■ **Required task**: Format every line of the entries below as a Markdown table with two columns, Row and Entry line. Number the lines in order and leave out any blank lines.

********

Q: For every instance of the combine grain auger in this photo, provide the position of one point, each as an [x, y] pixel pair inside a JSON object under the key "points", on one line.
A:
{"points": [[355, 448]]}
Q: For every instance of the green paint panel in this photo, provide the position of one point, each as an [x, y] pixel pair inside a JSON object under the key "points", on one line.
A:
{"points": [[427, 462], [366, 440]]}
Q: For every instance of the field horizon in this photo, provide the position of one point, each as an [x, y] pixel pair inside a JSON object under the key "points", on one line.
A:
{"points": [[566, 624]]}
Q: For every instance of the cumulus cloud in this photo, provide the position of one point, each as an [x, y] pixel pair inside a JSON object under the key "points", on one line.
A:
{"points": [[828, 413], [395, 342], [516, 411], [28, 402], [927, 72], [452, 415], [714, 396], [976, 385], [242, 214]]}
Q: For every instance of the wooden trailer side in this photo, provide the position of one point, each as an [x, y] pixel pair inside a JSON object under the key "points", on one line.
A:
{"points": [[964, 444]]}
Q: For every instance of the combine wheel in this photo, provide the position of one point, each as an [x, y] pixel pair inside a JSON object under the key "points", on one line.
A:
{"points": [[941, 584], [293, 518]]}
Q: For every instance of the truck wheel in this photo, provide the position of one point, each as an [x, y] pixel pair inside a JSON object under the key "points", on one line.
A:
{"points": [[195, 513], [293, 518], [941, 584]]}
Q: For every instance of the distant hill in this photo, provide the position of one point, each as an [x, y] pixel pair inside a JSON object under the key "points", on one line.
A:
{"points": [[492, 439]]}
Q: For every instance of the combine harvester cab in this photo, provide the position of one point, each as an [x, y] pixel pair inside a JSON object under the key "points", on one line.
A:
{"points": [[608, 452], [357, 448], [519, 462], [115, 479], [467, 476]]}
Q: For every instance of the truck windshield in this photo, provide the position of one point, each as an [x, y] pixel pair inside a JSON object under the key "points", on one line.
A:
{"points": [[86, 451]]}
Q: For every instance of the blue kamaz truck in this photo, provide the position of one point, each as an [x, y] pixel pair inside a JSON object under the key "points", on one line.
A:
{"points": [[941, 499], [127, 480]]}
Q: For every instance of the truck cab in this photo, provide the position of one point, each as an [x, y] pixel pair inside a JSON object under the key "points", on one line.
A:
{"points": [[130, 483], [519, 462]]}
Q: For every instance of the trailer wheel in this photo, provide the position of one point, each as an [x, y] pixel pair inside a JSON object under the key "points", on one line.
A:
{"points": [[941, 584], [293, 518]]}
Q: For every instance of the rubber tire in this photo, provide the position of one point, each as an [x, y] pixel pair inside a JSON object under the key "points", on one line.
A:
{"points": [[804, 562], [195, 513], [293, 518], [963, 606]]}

********

■ **Expected answer**:
| Row | Entry line |
|---|---|
| 1 | Q: For every instance of the combine grain auger in this photo, provide the position of one point, each as an [x, y] pixel pair inside a JSON object under the key "points", on one line. |
| 2 | A: |
| 3 | {"points": [[355, 448]]} |
| 4 | Q: For every instance of the green paint panel in this photo, provide the position of one point, each as an [x, y] pixel pair inside a JSON object under the key "points", on one line. |
| 5 | A: |
| 6 | {"points": [[427, 462], [366, 440]]} |
| 7 | Q: For every instance of the field horizon in this photo, provide the position of one point, each as an [x, y] pixel pair inside a JSON object under the key "points", on one line. |
| 8 | A: |
| 9 | {"points": [[566, 624]]} |
| 10 | Q: For every instance of the cumulus cloud in this photo, provide the position of one point, each as an [x, y] pixel pair inside a JSON object under the key "points", on one line. |
| 11 | A: |
| 12 | {"points": [[828, 413], [395, 342], [516, 411], [28, 402], [927, 72], [452, 415], [714, 396], [976, 385], [242, 214]]} |
| 13 | Q: For every instance of the wooden trailer side in this photo, provide the position of one point, each as an [x, y] pixel pair inside a JSON object under the key "points", on one line. |
| 14 | A: |
| 15 | {"points": [[964, 444]]} |
| 16 | Q: For every instance of the combine wheel in this photo, provide the position of one point, each as an [x, y] pixel pair inside a JSON object under the key "points", on one line. |
| 17 | A: |
| 18 | {"points": [[941, 584], [293, 518]]} |
| 19 | Q: For every instance of the truck wheel in this photo, provide the position of one point, each as an [x, y] pixel pair inside a JSON object under the key "points", on one line. |
| 20 | A: |
| 21 | {"points": [[195, 513], [293, 518], [941, 584]]} |
| 22 | Q: For every instance of the distant hill in this photo, provide the position of one point, each as an [x, y] pixel pair inside a JSON object under the key "points", on one line. |
| 23 | A: |
| 24 | {"points": [[492, 439]]} |
| 25 | Q: For every instance of the combine harvester cab in this photo, provide the position of one point, each as an [x, y] pixel pair inside a JSON object under the key "points", on one line. |
| 26 | A: |
| 27 | {"points": [[608, 452], [357, 448], [519, 462], [115, 479], [467, 476]]} |
| 28 | Q: For every instance of the truck windshield in this photo, provide the position of one point, each as an [x, y] pixel pair inside a JSON object under the key "points", on one line. |
| 29 | A: |
| 30 | {"points": [[86, 451]]} |
| 31 | Q: For every instance of the blue kamaz truck in this photo, provide the position of one point, each as an [x, y] pixel pair inside a JSON object under the key "points", on one line. |
| 32 | A: |
| 33 | {"points": [[941, 499], [127, 480]]} |
| 34 | Q: For every instance of the truck cab in this photo, provide the position of one point, each as an [x, y] pixel pair inside a JSON object under the key "points", on one line. |
| 35 | A: |
| 36 | {"points": [[130, 483], [519, 462]]} |
| 37 | Q: For every instance of the trailer wheel in this photo, provide the position of one point, each as an [x, y] pixel pair inside a JSON object under the key "points", on one line. |
| 38 | A: |
| 39 | {"points": [[941, 584], [293, 518]]} |
| 40 | Q: For every instance of the rubber tire in this photo, provide the position of one point, each as an [x, y] pixel pair inside a JSON object under the key "points", on one line. |
| 41 | A: |
| 42 | {"points": [[804, 562], [195, 513], [293, 518], [963, 606]]} |